Work request - Repeat the listing exactly. The images do not belong in the copy.

Supplied data -
—————

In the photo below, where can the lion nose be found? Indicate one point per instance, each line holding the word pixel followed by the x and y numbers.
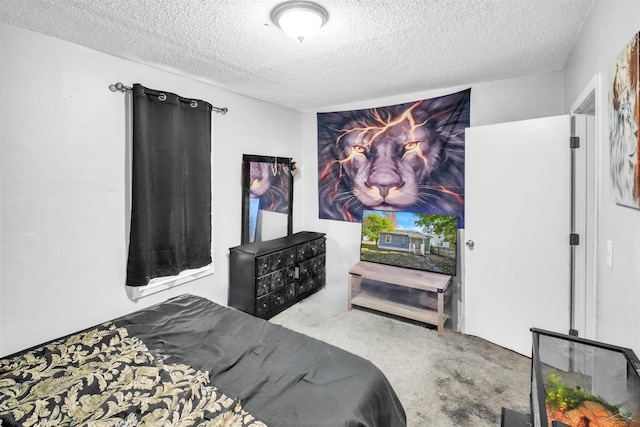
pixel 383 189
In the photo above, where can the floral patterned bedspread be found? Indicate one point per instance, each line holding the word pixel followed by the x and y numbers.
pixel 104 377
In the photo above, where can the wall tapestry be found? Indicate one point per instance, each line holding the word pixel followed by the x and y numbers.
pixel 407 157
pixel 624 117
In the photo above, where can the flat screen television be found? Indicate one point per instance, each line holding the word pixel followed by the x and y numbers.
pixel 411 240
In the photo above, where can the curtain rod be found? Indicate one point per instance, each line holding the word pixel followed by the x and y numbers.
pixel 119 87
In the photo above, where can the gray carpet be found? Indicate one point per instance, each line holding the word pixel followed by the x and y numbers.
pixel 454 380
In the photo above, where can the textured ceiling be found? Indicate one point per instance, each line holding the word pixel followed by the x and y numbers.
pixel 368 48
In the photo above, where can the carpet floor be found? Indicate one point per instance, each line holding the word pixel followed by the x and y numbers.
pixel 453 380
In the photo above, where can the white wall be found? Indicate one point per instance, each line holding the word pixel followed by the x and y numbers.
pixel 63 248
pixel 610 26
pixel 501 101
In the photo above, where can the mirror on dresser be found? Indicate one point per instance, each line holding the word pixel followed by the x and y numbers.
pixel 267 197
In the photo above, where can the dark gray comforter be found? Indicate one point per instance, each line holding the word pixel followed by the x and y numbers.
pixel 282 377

—————

Task solution -
In the photo below, where can the lion nose be found? Indicate one point per instance, each line holding the word pixel followed by the x and y numbers.
pixel 383 189
In the photo above, where can the floral patterned bedspread be found? Indicate one point per instance, each line holding the word pixel followed by the x and y numbers.
pixel 104 377
In the photo above, where can the wall tapestry be found? Indicate one point per instance, each line holding the word pixel followed by the x and y numbers.
pixel 407 157
pixel 624 117
In the photo above, where can the flat screen television be found? Indicate one point per instance, each line holding the word pixel followed by the x and y numbers.
pixel 411 240
In the photo above, where can the curtain rod be found? Indicate one point per instance, each line holding the word pixel followed by the x and y numbers.
pixel 119 87
In the photo above, where can the gray carpet be found? Indicate one point per instance, each line holding the word pixel followed by the x and y numbers.
pixel 454 380
In the photo above, where can the textured ceiling be found? Indicate one point per instance, each line holding the word pixel followed by the x and y numbers.
pixel 368 48
In the photo above, where can the carpet floor be found? Indicate one point per instance, each line holding the word pixel followed by the x and y numbers.
pixel 453 380
In the photo above, where can the white wall be found? Indicate one point per instance, each line holding the word pixel followed by the x and y numbers.
pixel 63 248
pixel 610 26
pixel 501 101
In the photo above, where can the mirror on dresser be found? Indicate one point per instance, each line holding the word pixel followed by the x and y numbers.
pixel 267 197
In the photo above, where can the dark gray comforter be found? Indicate one point per instance, each line holding the word pixel followed by the x and y numbers.
pixel 282 377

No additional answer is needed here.